Segment Start: Passage shown

I started a long response to this but, as is my tendency, I got into the weeds with a bunch of details most people don't care about. LLMs are a big part of what I do, lately, so I get excited when the subject comes up. Here's my attempt at a shorter version (yes, this is the shorter version):Some experts think the future of AI is not in Large Language Models like we have now, but in more specialized and limited models. Imagine, for example, having a model trained on Rod Collins’ and Nigel Calder’s writing, without the cruft of also knowing everything that’s been written on forums about boat wiring. Couldn’t answers from something like that be useful for at least some questions that come up here? And if it were trained on a more specific set like that maybe you could avoid some of the other problems the article talked about from the influence of other geographically or stylistically different sources.
An LLM is basically a model trained to predict the next token in a sequence of text. Think of giving a computer a pile of sheet music so it learns common note patterns. Then you give it the first part of a song it’s never seen before; it completes the rest based on what’s "most likely" given what it has learned. Music follows patterns, so it’s surprisingly predictable. Human language does too.

Segment End: Passage shown
Segment Start: Input data

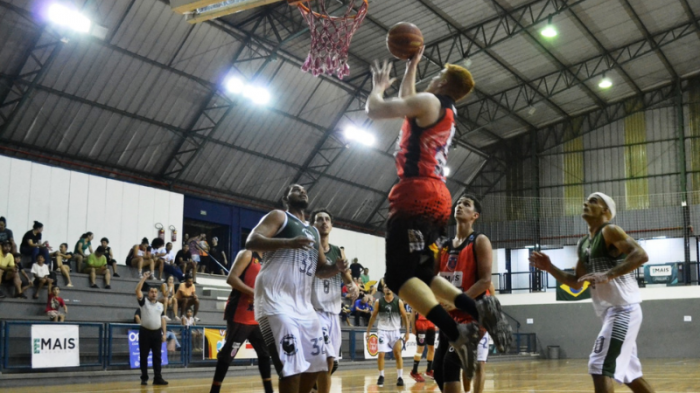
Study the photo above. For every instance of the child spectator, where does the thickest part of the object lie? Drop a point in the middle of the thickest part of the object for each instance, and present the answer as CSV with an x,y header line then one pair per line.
x,y
53,306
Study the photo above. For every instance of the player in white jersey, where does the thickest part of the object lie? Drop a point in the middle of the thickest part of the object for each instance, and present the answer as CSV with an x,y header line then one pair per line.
x,y
607,259
391,312
327,298
291,258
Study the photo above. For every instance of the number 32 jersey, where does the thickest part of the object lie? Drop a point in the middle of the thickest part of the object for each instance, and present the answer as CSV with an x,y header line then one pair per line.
x,y
283,285
326,295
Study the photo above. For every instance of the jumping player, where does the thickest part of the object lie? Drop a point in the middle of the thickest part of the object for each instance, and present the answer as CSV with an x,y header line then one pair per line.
x,y
425,335
327,299
239,315
465,261
391,312
283,288
607,258
420,204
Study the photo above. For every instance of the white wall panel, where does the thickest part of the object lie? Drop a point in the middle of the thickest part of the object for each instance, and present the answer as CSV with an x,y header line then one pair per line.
x,y
71,203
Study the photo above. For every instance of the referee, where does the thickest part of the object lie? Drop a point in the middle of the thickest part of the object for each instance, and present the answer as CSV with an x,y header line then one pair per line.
x,y
151,332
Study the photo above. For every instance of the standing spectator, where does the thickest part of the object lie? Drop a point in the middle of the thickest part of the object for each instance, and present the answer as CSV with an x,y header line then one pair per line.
x,y
186,296
81,247
217,255
60,256
97,264
31,243
8,270
140,256
104,242
41,273
152,332
53,306
6,235
183,258
356,268
365,276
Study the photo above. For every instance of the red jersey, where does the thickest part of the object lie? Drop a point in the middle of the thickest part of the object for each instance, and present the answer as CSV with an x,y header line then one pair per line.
x,y
458,265
239,307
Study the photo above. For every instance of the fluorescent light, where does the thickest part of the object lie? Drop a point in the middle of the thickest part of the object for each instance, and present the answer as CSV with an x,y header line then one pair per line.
x,y
67,17
359,135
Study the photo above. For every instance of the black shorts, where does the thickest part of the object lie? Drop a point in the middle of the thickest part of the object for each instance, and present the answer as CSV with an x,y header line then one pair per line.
x,y
425,337
407,250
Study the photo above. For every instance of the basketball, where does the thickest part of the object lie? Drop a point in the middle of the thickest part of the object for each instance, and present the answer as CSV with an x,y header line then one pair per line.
x,y
404,40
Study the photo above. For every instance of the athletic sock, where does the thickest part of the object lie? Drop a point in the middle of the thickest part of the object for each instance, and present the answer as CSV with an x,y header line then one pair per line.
x,y
444,321
467,304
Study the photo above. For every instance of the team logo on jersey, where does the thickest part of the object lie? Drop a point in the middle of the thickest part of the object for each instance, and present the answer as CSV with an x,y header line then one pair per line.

Segment End: Input data

## Set of tasks
1 – Answer these about the forum post on language models:
(a) Whose writing does the post imagine a specialized model being trained on?
(b) What is an LLM basically trained to do?
(c) What does the computer in the post's analogy receive to learn from?
2 – In one to three sentences, explain why the forum post on language models suggests a model trained on a more specific set of writing might avoid some problems.

## Answers by item
1 –
(a) Rod Collins' and Nigel Calder's writing.
(b) To predict the next token in a sequence of text.
(c) A pile of sheet music, from which it learns common note patterns.

2 – A model trained only on a specific set, such as Rod Collins' and Nigel Calder's writing, would not also take in everything written on forums about boat wiring. That narrower training might let it avoid problems the article described, which come from the influence of geographically or stylistically different sources.